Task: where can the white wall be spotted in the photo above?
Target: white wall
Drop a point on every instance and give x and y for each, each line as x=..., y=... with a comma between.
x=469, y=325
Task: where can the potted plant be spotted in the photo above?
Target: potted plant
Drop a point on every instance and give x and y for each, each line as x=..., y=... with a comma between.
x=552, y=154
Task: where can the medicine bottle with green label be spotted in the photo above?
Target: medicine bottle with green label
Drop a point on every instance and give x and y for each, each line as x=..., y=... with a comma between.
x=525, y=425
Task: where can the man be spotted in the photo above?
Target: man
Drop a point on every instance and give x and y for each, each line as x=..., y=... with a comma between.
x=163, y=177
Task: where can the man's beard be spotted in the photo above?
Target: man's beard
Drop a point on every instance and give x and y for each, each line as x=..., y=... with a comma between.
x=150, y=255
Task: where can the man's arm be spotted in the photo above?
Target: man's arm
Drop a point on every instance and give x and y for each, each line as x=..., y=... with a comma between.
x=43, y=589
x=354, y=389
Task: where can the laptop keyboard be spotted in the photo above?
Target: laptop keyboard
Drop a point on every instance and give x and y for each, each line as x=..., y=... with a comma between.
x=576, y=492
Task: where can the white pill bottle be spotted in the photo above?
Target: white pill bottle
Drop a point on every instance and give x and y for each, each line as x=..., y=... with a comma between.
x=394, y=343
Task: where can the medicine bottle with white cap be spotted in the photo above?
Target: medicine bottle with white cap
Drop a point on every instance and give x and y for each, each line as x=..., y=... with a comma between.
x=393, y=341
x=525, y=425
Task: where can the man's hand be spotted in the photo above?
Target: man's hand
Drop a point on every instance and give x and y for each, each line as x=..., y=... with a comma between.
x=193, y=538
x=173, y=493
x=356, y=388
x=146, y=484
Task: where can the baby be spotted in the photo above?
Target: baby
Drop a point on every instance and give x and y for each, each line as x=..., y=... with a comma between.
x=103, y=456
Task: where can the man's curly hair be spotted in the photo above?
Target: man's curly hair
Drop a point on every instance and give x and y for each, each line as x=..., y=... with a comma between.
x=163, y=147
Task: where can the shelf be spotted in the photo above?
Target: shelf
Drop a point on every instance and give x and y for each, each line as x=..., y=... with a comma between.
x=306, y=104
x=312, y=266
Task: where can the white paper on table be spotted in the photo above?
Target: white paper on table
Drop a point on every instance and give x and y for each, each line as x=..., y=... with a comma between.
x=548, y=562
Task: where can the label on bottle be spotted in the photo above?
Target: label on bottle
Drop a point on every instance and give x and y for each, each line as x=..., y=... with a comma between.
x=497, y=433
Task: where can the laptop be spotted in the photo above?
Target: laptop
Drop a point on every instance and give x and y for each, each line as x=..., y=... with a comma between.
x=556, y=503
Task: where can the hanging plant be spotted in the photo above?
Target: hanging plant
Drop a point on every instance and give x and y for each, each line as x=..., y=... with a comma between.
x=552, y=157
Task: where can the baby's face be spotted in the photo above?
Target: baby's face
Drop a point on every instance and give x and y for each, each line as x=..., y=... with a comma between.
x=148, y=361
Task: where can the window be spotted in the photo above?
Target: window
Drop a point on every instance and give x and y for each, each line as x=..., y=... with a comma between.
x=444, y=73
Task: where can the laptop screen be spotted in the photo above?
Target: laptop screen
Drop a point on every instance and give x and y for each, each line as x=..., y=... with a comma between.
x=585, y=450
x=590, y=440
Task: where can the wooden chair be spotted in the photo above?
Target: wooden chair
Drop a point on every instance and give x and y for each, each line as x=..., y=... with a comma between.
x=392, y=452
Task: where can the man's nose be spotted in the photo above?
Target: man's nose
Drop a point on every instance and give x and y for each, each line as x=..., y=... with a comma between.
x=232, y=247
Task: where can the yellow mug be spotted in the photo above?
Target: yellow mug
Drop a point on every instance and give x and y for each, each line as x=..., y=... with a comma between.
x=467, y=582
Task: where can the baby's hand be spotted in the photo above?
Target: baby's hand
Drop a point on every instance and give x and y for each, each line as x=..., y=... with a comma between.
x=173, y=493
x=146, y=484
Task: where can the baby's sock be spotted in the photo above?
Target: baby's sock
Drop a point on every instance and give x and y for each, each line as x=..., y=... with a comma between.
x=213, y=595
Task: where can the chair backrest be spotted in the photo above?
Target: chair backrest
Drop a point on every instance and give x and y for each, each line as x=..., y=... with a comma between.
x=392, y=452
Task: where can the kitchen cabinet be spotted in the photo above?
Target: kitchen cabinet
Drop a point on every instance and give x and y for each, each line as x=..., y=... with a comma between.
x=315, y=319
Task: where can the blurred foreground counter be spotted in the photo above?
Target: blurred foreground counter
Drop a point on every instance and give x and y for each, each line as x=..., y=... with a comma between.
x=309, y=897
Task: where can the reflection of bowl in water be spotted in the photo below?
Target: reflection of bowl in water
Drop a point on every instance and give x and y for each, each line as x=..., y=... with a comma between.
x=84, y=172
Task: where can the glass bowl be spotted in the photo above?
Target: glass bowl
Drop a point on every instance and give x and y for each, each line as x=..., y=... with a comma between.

^^^^^^^^^^^^^^^^

» **Challenge**
Please give every line of the rows above as a Markdown table with two columns, Number and Line Text, numbering each line and leaving out any blank lines.

» **Exercise answer**
| Number | Line Text |
|---|---|
| 1 | Task: where can the white wall be spotted in the photo above? |
| 2 | Target: white wall |
| 3 | Drop a point on every instance and give x and y for each, each line as x=..., y=... with a comma between. |
| 4 | x=469, y=325 |
| 5 | Task: where can the potted plant be spotted in the photo above? |
| 6 | Target: potted plant |
| 7 | Drop a point on every instance and give x and y for each, each line as x=..., y=... with a comma between. |
| 8 | x=552, y=154 |
| 9 | Task: where can the medicine bottle with green label be spotted in the photo above? |
| 10 | Target: medicine bottle with green label |
| 11 | Drop a point on every instance and give x and y for each, each line as x=..., y=... with a comma between. |
| 12 | x=525, y=425 |
| 13 | Task: where can the man be spotted in the photo above? |
| 14 | Target: man |
| 15 | Drop a point on every instance and give x and y for each, each line as x=..., y=... with a comma between. |
| 16 | x=163, y=177 |
| 17 | Task: where can the man's beard be spotted in the photo above? |
| 18 | Target: man's beard |
| 19 | Drop a point on every instance and give x and y for each, each line as x=..., y=... with a comma between. |
| 20 | x=150, y=255 |
| 21 | Task: where can the man's arm be spotted in the photo above? |
| 22 | Target: man's arm |
| 23 | Drop a point on every instance and give x and y for each, each line as x=..., y=... with a comma between. |
| 24 | x=43, y=589 |
| 25 | x=354, y=389 |
| 26 | Task: where can the laptop keyboard be spotted in the photo above? |
| 27 | Target: laptop keyboard |
| 28 | Drop a point on every instance and give x and y for each, each line as x=..., y=... with a comma between. |
| 29 | x=576, y=492 |
| 30 | Task: where can the white pill bottle be spotted in the photo above? |
| 31 | Target: white pill bottle |
| 32 | Drop a point on every instance and give x and y for each, each line as x=..., y=... with a comma between. |
| 33 | x=394, y=343 |
| 34 | Task: where can the medicine bottle with white cap be spotted in the photo above? |
| 35 | Target: medicine bottle with white cap |
| 36 | Drop a point on every instance and give x and y for each, each line as x=..., y=... with a comma between. |
| 37 | x=393, y=341 |
| 38 | x=525, y=425 |
| 39 | Task: where can the man's hand be spotted in the photo above? |
| 40 | Target: man's hand |
| 41 | Drop a point on every instance and give x and y for each, each line as x=..., y=... with a comma between. |
| 42 | x=193, y=538 |
| 43 | x=173, y=493 |
| 44 | x=356, y=388 |
| 45 | x=146, y=484 |
| 46 | Task: where can the baby be spotted in the photo above? |
| 47 | Target: baby |
| 48 | Drop a point on every instance and give x and y for each, each line as x=..., y=... with a comma between. |
| 49 | x=103, y=456 |
| 50 | Task: where can the man's curly hair be spotted in the photo above? |
| 51 | Target: man's curly hair |
| 52 | Drop a point on every instance and give x and y for each, each line as x=..., y=... with a comma between. |
| 53 | x=163, y=147 |
| 54 | Task: where can the shelf be spotted in the photo above? |
| 55 | Target: shelf |
| 56 | Drop a point on every instance and give x and y for each, each line as x=..., y=... with a comma between. |
| 57 | x=306, y=104 |
| 58 | x=312, y=266 |
| 59 | Task: where can the white paper on table be spotted in the photo above? |
| 60 | Target: white paper on table |
| 61 | Drop a point on every instance and give x and y for each, each line as x=..., y=... with a comma between. |
| 62 | x=548, y=562 |
| 63 | Task: where can the label on bottle be spotted in the photo above? |
| 64 | Target: label on bottle |
| 65 | Drop a point on every instance and give x and y for each, each line as x=..., y=... with a comma between. |
| 66 | x=497, y=433 |
| 67 | Task: where can the laptop be spotted in the photo above? |
| 68 | Target: laptop |
| 69 | Drop a point on every instance and give x and y for each, each line as x=..., y=... with a comma between. |
| 70 | x=556, y=503 |
| 71 | Task: where can the hanging plant be spotted in the photo above? |
| 72 | Target: hanging plant |
| 73 | Drop a point on every instance and give x and y for each, each line as x=..., y=... with a comma between. |
| 74 | x=552, y=157 |
| 75 | Task: where can the baby's face be spotted in the photo above? |
| 76 | Target: baby's face |
| 77 | Drop a point on every instance and give x and y for each, each line as x=..., y=... with a comma between. |
| 78 | x=148, y=361 |
| 79 | Task: where can the window be spotted in the photo above? |
| 80 | Target: window |
| 81 | Drop a point on every instance and give x and y for each, each line as x=..., y=... with a comma between. |
| 82 | x=444, y=73 |
| 83 | Task: where can the laptop screen be spotted in the photo above? |
| 84 | Target: laptop screen |
| 85 | Drop a point on every instance and give x and y for each, each line as x=..., y=... with a comma between. |
| 86 | x=585, y=450 |
| 87 | x=590, y=440 |
| 88 | Task: where can the wooden chair be spotted in the photo above? |
| 89 | Target: wooden chair |
| 90 | Drop a point on every instance and give x and y for each, each line as x=..., y=... with a comma between. |
| 91 | x=392, y=452 |
| 92 | Task: where can the man's nose be spotted in the photo above? |
| 93 | Target: man's nose |
| 94 | Drop a point on every instance and give x and y for each, each line as x=..., y=... with a comma between. |
| 95 | x=232, y=247 |
| 96 | Task: where can the yellow mug be spotted in the photo above? |
| 97 | Target: yellow mug |
| 98 | Drop a point on every instance and give x and y for each, each line as x=..., y=... with a comma between. |
| 99 | x=467, y=582 |
| 100 | Task: where can the baby's hand be spotted in the photo above? |
| 101 | Target: baby's hand |
| 102 | Drop a point on every instance and give x and y for each, each line as x=..., y=... with a comma between. |
| 103 | x=173, y=493 |
| 104 | x=146, y=484 |
| 105 | Task: where can the baby's sock be spotted in the photo above? |
| 106 | Target: baby's sock |
| 107 | Drop a point on every instance and give x and y for each, each line as x=..., y=... with a comma between. |
| 108 | x=213, y=595 |
| 109 | Task: where can the chair backrest be spotted in the photo above? |
| 110 | Target: chair backrest |
| 111 | Drop a point on every instance and give x and y for each, each line as x=..., y=... with a comma between. |
| 112 | x=392, y=452 |
| 113 | Task: where can the kitchen cabinet be spotted in the photo above? |
| 114 | Target: kitchen cabinet |
| 115 | Drop a point on every instance and give x and y for each, each line as x=..., y=... with a comma between. |
| 116 | x=315, y=319 |
| 117 | Task: where can the blurred foreground counter be spotted in the photo above? |
| 118 | Target: blurred foreground counter |
| 119 | Drop a point on every instance and give x and y for each, each line as x=..., y=... with a comma between. |
| 120 | x=309, y=897 |
| 121 | Task: where can the reflection of bowl in water be spotted in the photo below? |
| 122 | Target: reflection of bowl in water |
| 123 | Drop a point on every instance and give x and y for each, each line as x=..., y=... with a comma between. |
| 124 | x=84, y=172 |
| 125 | Task: where can the glass bowl be spotted in the photo above? |
| 126 | Target: glass bowl |
| 127 | Drop a point on every instance and give x and y for each, each line as x=..., y=... with a comma between. |